* _Textauszug_:
Hamburg. Der FC Ingolstadt ist der einzige Bundesligaclub, der noch nie im Volkspark gespielt hat. Ein gutes Omen: Der HSV konnte 32 seiner 52 Heimpremieren gewinnen. Ein Blick zurück nach vorn

Das erste Mal ist etwas Besonderes. Es kribbelt, es ist aufregend, und obwohl man die Premiere unzählige Male im Kopf durchspielt, hat man manchmal auch ein bisschen Angst. Und trotzdem: Das erste Mal vergisst niemand – fast niemand.

* _Aufgabenstellung_:
Schreiben Sie den obigen Text über die Heimpremieren des HSV im Anschluss an seinen letzten Satz weiter.

Gespeicherte Einträge aus einer Sammlung
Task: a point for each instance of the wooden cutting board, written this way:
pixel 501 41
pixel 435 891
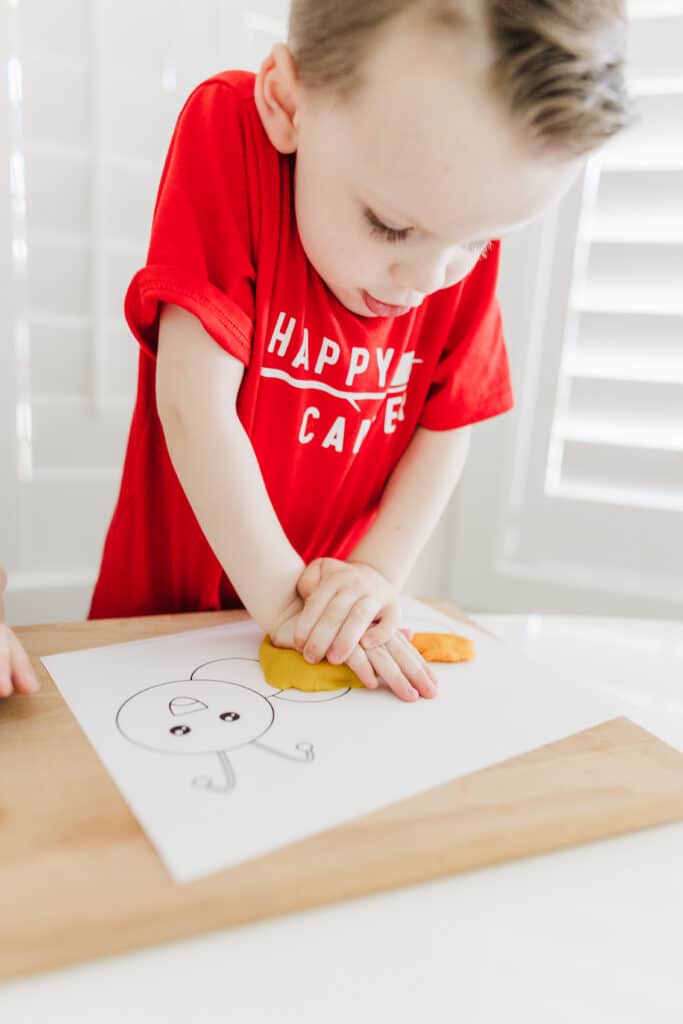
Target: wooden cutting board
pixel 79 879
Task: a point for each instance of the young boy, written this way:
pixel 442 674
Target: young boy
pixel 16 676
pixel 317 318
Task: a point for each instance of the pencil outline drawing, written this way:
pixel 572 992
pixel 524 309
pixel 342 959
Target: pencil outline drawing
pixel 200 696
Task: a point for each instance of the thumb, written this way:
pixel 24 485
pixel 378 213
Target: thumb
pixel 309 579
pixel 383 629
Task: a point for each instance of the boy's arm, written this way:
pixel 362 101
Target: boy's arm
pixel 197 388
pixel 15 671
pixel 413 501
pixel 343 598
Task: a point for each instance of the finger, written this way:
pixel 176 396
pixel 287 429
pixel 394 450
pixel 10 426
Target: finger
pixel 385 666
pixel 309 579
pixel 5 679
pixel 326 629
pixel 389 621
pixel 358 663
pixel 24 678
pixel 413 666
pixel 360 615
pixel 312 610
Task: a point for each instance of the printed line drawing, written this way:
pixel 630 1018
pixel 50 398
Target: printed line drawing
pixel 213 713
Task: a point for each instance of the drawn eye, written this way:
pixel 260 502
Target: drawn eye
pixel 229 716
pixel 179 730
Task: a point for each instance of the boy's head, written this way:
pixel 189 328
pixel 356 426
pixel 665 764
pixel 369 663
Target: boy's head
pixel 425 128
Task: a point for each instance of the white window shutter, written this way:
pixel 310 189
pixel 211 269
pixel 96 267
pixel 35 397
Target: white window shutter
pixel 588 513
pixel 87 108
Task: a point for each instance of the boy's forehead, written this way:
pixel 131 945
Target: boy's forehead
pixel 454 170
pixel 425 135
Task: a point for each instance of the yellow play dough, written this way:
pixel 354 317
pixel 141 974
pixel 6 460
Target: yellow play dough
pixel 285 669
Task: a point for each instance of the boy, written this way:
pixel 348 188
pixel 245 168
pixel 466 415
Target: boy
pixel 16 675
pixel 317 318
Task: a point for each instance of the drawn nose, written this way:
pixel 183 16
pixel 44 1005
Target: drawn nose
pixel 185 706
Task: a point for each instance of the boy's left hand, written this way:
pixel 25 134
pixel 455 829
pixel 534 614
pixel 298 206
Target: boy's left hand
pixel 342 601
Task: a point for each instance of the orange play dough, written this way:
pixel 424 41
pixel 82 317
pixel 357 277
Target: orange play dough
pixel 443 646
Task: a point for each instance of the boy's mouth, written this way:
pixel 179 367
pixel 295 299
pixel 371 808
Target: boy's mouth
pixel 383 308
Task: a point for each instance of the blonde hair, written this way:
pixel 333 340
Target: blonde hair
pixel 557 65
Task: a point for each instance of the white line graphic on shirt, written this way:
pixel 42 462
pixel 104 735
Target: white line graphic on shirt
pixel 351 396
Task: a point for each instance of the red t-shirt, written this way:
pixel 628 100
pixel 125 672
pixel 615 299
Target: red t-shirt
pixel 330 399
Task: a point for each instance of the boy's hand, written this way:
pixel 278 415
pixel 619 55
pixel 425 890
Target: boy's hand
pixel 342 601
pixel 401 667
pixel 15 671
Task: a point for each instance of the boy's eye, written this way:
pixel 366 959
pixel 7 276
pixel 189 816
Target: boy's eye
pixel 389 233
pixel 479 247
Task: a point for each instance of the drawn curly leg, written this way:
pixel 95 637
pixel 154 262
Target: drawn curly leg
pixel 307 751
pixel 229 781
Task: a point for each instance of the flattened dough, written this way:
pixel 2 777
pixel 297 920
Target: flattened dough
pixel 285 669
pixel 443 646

* _Antwort_:
„Unser erstes Mal“, sagt Horst Schnoor zögernd, „das ist doch schon so lange her.“ 630 Monate, um genau zu sein. Am 31. August 1963 war es so weit. 32.000 Zuschauer waren in den Volkspark gekommen, wo nicht mehr und nicht weniger als das erste Heimspiel des HSV auf dem Programm stand. Das erste Mal Bundesliga in Hamburg. Der Gegner an jenem Sommernachmittag: der 1. FC Saarbrücken. „Die kannten wir gut. Gegen Saarbrücken mussten wir ja auch in den Gruppenspielen zur deutschen Meisterschaft zuvor häufig spielen“, sagt der damalige HSV-Torhüter Schnoor, der sich an den genauen Spielverlauf der Partie allerdings nicht erinnert. Oder nicht erinnern will.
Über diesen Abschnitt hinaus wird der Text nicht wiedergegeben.